[Point-per-instance localization data]

= Beginning of Section =

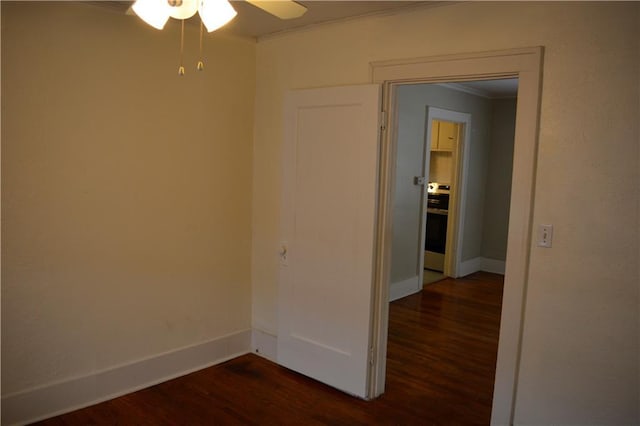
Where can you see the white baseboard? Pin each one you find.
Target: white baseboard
(264, 344)
(481, 264)
(62, 397)
(404, 288)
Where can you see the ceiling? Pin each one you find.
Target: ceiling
(255, 23)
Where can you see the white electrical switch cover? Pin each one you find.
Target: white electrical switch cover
(284, 256)
(545, 235)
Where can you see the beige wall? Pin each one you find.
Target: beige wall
(498, 194)
(126, 191)
(580, 348)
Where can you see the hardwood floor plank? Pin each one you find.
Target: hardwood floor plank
(440, 370)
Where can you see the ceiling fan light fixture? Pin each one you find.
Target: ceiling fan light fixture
(215, 13)
(182, 9)
(152, 12)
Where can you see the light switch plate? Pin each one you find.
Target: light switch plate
(545, 235)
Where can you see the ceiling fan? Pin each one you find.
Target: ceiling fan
(213, 15)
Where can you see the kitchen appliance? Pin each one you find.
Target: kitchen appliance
(436, 229)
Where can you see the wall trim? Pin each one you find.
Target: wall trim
(482, 264)
(470, 266)
(264, 344)
(404, 288)
(69, 395)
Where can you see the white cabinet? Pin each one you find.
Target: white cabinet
(444, 135)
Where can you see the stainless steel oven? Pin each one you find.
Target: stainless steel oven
(436, 229)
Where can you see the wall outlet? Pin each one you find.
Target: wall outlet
(545, 235)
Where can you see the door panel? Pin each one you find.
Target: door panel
(328, 216)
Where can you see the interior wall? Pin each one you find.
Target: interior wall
(412, 103)
(580, 337)
(126, 191)
(498, 194)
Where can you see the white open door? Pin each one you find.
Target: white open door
(330, 158)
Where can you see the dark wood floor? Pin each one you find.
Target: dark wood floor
(440, 370)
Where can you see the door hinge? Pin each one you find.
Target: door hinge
(420, 180)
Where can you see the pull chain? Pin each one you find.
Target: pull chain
(200, 65)
(181, 69)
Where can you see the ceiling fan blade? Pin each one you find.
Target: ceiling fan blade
(283, 9)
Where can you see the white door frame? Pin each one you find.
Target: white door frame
(526, 65)
(452, 257)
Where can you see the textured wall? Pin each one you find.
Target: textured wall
(498, 193)
(580, 348)
(126, 191)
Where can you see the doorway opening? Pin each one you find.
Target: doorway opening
(526, 65)
(464, 164)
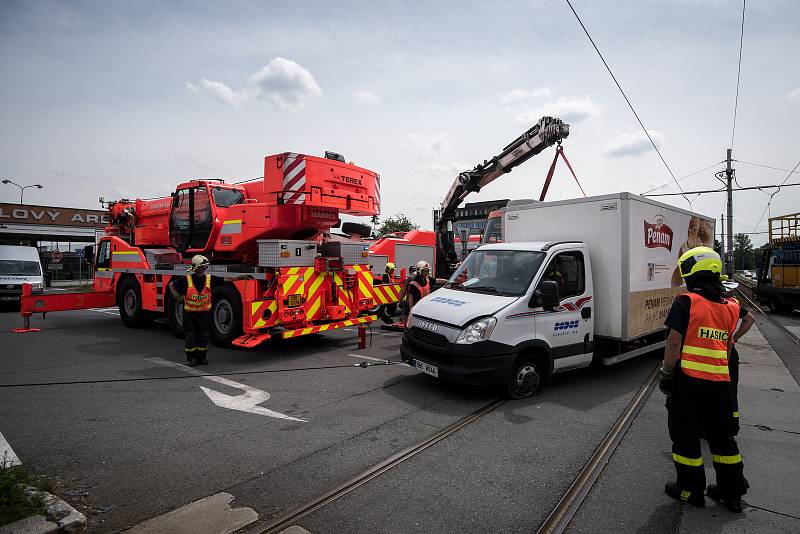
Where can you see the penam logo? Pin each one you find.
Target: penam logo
(451, 302)
(658, 234)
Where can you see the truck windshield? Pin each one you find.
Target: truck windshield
(225, 198)
(20, 267)
(499, 272)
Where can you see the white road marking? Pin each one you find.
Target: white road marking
(107, 311)
(7, 455)
(246, 402)
(367, 358)
(374, 333)
(209, 514)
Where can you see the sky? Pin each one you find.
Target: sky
(129, 98)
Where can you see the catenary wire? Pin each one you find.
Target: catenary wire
(769, 202)
(723, 189)
(738, 76)
(682, 178)
(765, 166)
(628, 101)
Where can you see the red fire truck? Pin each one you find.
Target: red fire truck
(274, 232)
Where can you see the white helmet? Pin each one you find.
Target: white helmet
(198, 261)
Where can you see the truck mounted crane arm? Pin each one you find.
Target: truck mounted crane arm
(547, 132)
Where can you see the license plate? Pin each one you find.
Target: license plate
(427, 368)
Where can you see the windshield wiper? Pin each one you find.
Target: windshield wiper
(489, 289)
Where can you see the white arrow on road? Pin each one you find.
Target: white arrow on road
(246, 402)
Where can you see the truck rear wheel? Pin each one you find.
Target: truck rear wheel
(525, 379)
(226, 315)
(129, 302)
(175, 317)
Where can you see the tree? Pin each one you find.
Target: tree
(396, 223)
(742, 251)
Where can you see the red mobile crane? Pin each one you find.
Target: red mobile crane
(274, 230)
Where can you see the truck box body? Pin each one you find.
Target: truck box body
(634, 244)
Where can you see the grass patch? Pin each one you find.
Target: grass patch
(15, 502)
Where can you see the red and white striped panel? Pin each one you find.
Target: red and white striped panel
(294, 179)
(378, 190)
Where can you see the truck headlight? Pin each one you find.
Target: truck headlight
(479, 330)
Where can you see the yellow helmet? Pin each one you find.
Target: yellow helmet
(197, 262)
(700, 260)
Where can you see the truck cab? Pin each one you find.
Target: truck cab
(512, 314)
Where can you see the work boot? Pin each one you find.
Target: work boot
(695, 498)
(732, 503)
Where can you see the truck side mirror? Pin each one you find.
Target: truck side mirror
(546, 296)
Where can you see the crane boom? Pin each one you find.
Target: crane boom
(547, 132)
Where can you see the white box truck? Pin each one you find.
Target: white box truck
(573, 282)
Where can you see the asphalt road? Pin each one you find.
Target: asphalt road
(127, 451)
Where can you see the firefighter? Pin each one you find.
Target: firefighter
(195, 291)
(696, 379)
(418, 286)
(386, 312)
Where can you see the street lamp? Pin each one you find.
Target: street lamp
(21, 188)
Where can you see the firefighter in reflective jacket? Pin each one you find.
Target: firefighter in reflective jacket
(695, 376)
(195, 291)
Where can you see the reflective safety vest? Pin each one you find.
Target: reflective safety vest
(709, 336)
(423, 290)
(197, 301)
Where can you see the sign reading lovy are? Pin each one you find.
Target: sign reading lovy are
(28, 214)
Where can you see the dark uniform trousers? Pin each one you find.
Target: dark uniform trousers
(704, 408)
(197, 326)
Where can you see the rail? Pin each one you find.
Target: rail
(556, 522)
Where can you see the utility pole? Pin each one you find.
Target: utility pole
(729, 248)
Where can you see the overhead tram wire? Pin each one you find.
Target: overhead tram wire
(738, 76)
(769, 202)
(767, 166)
(723, 189)
(682, 178)
(629, 102)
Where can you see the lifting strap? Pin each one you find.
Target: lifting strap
(559, 152)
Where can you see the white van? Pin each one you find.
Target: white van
(19, 265)
(578, 281)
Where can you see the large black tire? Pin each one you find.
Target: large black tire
(175, 317)
(526, 378)
(226, 315)
(129, 302)
(351, 228)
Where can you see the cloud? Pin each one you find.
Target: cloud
(428, 144)
(364, 97)
(521, 95)
(632, 144)
(571, 109)
(286, 83)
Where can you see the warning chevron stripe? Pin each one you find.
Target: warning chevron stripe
(330, 326)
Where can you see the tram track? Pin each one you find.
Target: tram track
(557, 520)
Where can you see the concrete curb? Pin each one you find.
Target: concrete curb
(61, 518)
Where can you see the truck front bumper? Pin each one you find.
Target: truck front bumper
(482, 363)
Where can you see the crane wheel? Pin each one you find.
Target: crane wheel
(129, 302)
(175, 317)
(226, 315)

= End of Section =

> WORK ITEM
Transcribe the records above exactly as they appear, leaving out any pictures.

> REPLY TO THE EXERCISE
Where can you see the white baseboard? Pin each one you find.
Target: white baseboard
(264, 344)
(481, 264)
(62, 397)
(404, 288)
Where can you see the ceiling? Pin each one you find.
Target: ceiling
(255, 23)
Where can you see the white electrical switch cover? Pin each one you find.
Target: white electrical switch cover
(284, 256)
(545, 235)
Where can you see the beige wall? Pin each one you find.
Target: beige wall
(498, 194)
(126, 191)
(580, 348)
Where can you see the hardwood floor plank? Pin each one you find.
Target: hardwood floor plank
(440, 370)
Where can you see the ceiling fan light fixture? Pin each one you find.
Target: ceiling fan light fixture
(215, 13)
(182, 9)
(152, 12)
Where can you see the light switch plate? Pin each one you find.
Target: light switch plate
(545, 235)
Where can you see the ceiling fan? Pin each one you find.
Target: ceiling fan
(213, 15)
Where can you see the kitchen appliance? Pin each one you find.
Target: kitchen appliance
(436, 229)
Where can you see the wall trim? Pin each one you find.
Target: wall trim
(482, 264)
(470, 266)
(264, 344)
(404, 288)
(69, 395)
Where can you see the white cabinet? Pin each one you find.
Target: white cabinet
(444, 135)
Where can you see the stainless steel oven? Pin each one you find.
Target: stainless steel oven
(436, 229)
Where can you see the wall outlet? Pin each one you find.
Target: wall outlet
(545, 235)
Where can you see the door panel? Pin each one you find.
Target: door panel
(328, 216)
Where can you see the interior wall? Pin each one you find.
Target: interior wall
(412, 103)
(580, 337)
(126, 191)
(498, 194)
Where can you see the white open door? Pin each one you find.
Target: white open door
(330, 158)
Where can you see the dark wood floor? Pin each one you find.
Target: dark wood floor
(440, 370)
Where can you see the door hinge? Pin each one you find.
Target: door hinge
(420, 180)
Where can you see the pull chain? Pin each one you find.
Target: pull chain
(200, 65)
(181, 69)
Where can you see the ceiling fan blade? Pin each one you find.
Target: ceiling fan blade
(283, 9)
Where can you see the white door frame? Pin each one you find.
Target: white door frame
(526, 65)
(452, 257)
Where can you see the textured wall? Pin each one you find.
Target: textured wall
(498, 193)
(580, 348)
(126, 191)
Where can you see the doorway opening? Pin each one you find.
Target: doorway opening
(526, 65)
(464, 164)
Where can you see the penam logo? Pin each one you find.
Target: penam logo
(451, 302)
(658, 234)
Where can you see the truck windshield? Pin each one you find.
Target: truck windshield
(225, 198)
(20, 267)
(499, 272)
Where can you see the white road marking? Pin each one you find.
Target: white road marking
(107, 311)
(7, 455)
(246, 402)
(367, 358)
(374, 333)
(209, 514)
Where can you see the sky? Pin each one you find.
Target: sky
(129, 98)
Where can you see the catenary wire? Pin each one you find.
Target: catenary wire
(769, 202)
(723, 189)
(738, 76)
(682, 178)
(765, 166)
(628, 101)
Where can you see the red fire truck? Pin each one you find.
Target: red fire truck
(274, 232)
Where can you see the white helmet? Pin each one you find.
Target: white helmet
(198, 261)
Where can you see the truck mounted crane arm? Pin each one you find.
Target: truck mounted crane arm
(547, 132)
Where can you see the license plate? Pin each one you find.
Target: license plate
(427, 368)
Where can you see the windshield wiper? Pin each one you find.
Target: windshield wiper
(489, 289)
Where can you see the white arrow on road? Pin each one you find.
Target: white arrow on road
(246, 402)
Where can you see the truck rear wheel? Pin each one you find.
Target: truck rear wheel
(525, 379)
(226, 315)
(129, 302)
(175, 317)
Where can you see the tree? Pin each one you find.
Target: tree
(396, 223)
(742, 251)
Where can you see the red mobile crane? Pin each one you find.
Target: red mobile crane
(274, 230)
Where can you see the truck box body? Pin each one you find.
Target: truck box body
(634, 244)
Where can you see the grass patch? Pin each one you find.
Target: grass patch
(15, 502)
Where can you see the red and white striped panel? Pin each one you find.
Target: red and white striped panel
(294, 179)
(378, 190)
Where can you see the truck headlight? Pin each one you find.
Target: truck headlight
(479, 330)
Where can you see the yellow helmet? Pin each one you find.
Target: yellow helmet
(197, 262)
(700, 260)
Where can you see the truck cab? Pin each one you find.
Target: truck cab
(512, 314)
Where can you see the work boot? Pin each one you find.
Target: work boot
(695, 498)
(732, 503)
Where can you see the truck side mirror? Pin each one you find.
Target: truck side mirror
(546, 296)
Where can you see the crane boom? Pin each one you find.
Target: crane boom
(547, 132)
Where can you see the white box truck? Pin each one you find.
Target: white box truck
(573, 282)
Where can you see the asphalt road? Pin each one you find.
Target: asphalt road
(127, 451)
Where can you see the firefighter? Pin each one you find.
Target: firefighter
(195, 291)
(696, 379)
(418, 286)
(386, 312)
Where can you see the street lamp? Pin each one you find.
Target: street lamp
(21, 188)
Where can you see the firefighter in reflective jacket? Pin each one you find.
Target: firefighter in reflective jacket
(695, 376)
(195, 291)
Where can you see the reflective safety vest? Pin each one you find.
Target: reflective safety vest
(709, 336)
(423, 290)
(197, 301)
Where can you see the sign reading lovy are? Pin each one you find.
Target: sign reading lovy are
(28, 214)
Where can you see the dark uniform trousers? Pin each one you find.
Target: dark uniform trousers
(704, 408)
(197, 326)
Where can you see the rail? Pin each one you find.
Target: rail
(556, 522)
Where can you see the utility pole? Pin each one you find.
Target: utility pole
(729, 248)
Where can you see the overhead tram wire? Pin each one you find.
Target: overhead tram wire
(738, 76)
(769, 202)
(767, 166)
(723, 189)
(682, 178)
(629, 102)
Where can you see the lifting strap? Pin each one you find.
Target: lifting strap
(559, 152)
Where can you see the white van? Pin each one you find.
Target: white van
(19, 265)
(578, 281)
Where can you see the large black tire? Pin each one you find.
Target: large black tire
(175, 317)
(526, 378)
(226, 315)
(129, 302)
(351, 228)
Where can you see the cloud? Pin each one you find.
Target: cloud
(428, 144)
(364, 97)
(521, 95)
(632, 144)
(571, 109)
(286, 83)
Where can you see the warning chevron stripe? Pin each one you find.
Target: warning chevron stripe
(330, 326)
Where can you see the tram track? Pin each one you find.
Target: tram track
(557, 520)
Where can you see the concrete curb? Pin each one you find.
Target: concrete curb
(61, 518)
Where can you see the truck front bumper? Pin each one you find.
Target: truck front bumper
(482, 363)
Where can you see the crane wheel? Pin each one you find.
Target: crane wheel
(129, 302)
(175, 317)
(226, 315)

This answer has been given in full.